##### TEXTO DA PÁGINA #####

Através da análise anterior, fica demonstrado que certos eventos
relatados na história de Abraão são difíceis de captar. O relato da
história do patriarca Abraão não se prende a explicar certos porquês,
antes se fixa somente nos fatos.
Como é possível a bíblia apontar Abraão como sendo um exemplo de fé,
sendo que em determinado momento da sua vida ele riu da promessa, e
apresentou uma alternativa diante de Deus? Não era para ele ter perdido a
bênção neste evento?
Por que Abraão tentou ‘ajudar’ Deus cumprir a promessa através de
Ismael? Uma leitura superficial da história de Abraão faz com que o
leitor não perceba este detalhes de suma importância ao contexto geral
das escrituras.
Outro ponto a se destacar é concernente a aliança proposta pelo rei
de Sodoma. Abraão foi tentado a ajudar Deus com riquezas provenientes do
fruto de suas conquistas pessoais, porém, rejeitou-a, pois entendeu que
a sua prosperidade deveria ser fruto da promessa divina.
Isto é maravilhoso, porém, onde Abraão aprendeu esta lição? Se
levarmos em conta o fato de Abraão ter sido expulso do Egito por causa
de uma praga que sobreveio ao Faraó, veremos que neste evento ele
aprendeu que rei algum seria o pivô da riqueza pertinente a sua
descendência.
Se Abraão não aprendesse a lição no Egito, certamente sucumbiria
diante da aliança e oferta do rei de Sodoma. Observe que o perigo
rondava Abraão de perto. Se Abraão fizesse uma aliança com Sodoma,
certamente diriam que:
- Sodoma foi responsável pela prosperidade de Abraão, ou;
- Abraão poderia reputar que as suas riquezas era fruto de suas conquistas pessoais.
Surge outra pergunta: havia algum risco para Abraão acerca do
nascimento de Isaque, caso Deus não tivesse posto Abraão a prova. Como?
Isto mesmo! Analisemos se havia algum risco para Abraão, caso ele não
fosse submetido à provação.
Observe como é fácil o homem confundir-se:
É notório para nós que Isaque foi quem nasceu segundo a promessa de
Deus, porém, Abraão fez menção de Ismael perante Deus, pois estava
esperançoso que o filho da escrava fosse o seu herdeiro;
Embora Isaque tenha nascido segundo a promessa, Abraão ainda podia e
continuou a gerar filhos, mesmo após os cem anos ( Gn 25:1 -2).
Neste ponto em específico (b) havia um grande perigo rondando o
patriarca. Havia um risco para Abraão decorrente do fato de ele gerar
filhos segundo a sua carne, mesmo em avançada idade. Havia o risco de
Abraão se gloria da sua carne, pois mesmo em avançada idade ainda gerava
filhos.

##### SEÇÃO DE DADOS #####

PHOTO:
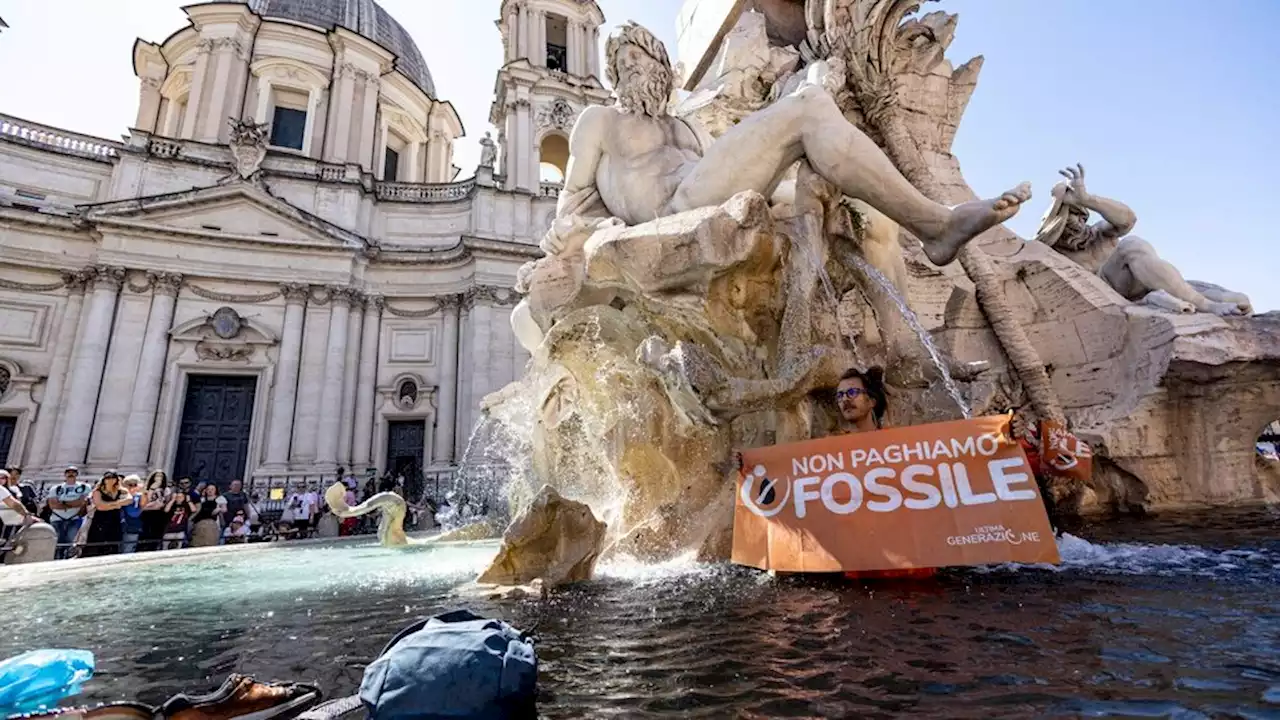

#####

§ **REQUISITOS DO EXERCÍCIO**
Extraia sem nenhuma alteração o trecho do texto sobre Abraão que começa em "Isto é maravilhoso, porém, onde" e vai até "suas conquistas pessoais.". Os dados vêm de outra fonte.

§ **RESPOSTA À TAREFA**
Isto é maravilhoso, porém, onde Abraão aprendeu esta lição? Se
levarmos em conta o fato de Abraão ter sido expulso do Egito por causa
de uma praga que sobreveio ao Faraó, veremos que neste evento ele
aprendeu que rei algum seria o pivô da riqueza pertinente a sua
descendência.
Se Abraão não aprendesse a lição no Egito, certamente sucumbiria
diante da aliança e oferta do rei de Sodoma. Observe que o perigo
rondava Abraão de perto. Se Abraão fizesse uma aliança com Sodoma,
certamente diriam que:
- Sodoma foi responsável pela prosperidade de Abraão, ou;
- Abraão poderia reputar que as suas riquezas era fruto de suas conquistas pessoais.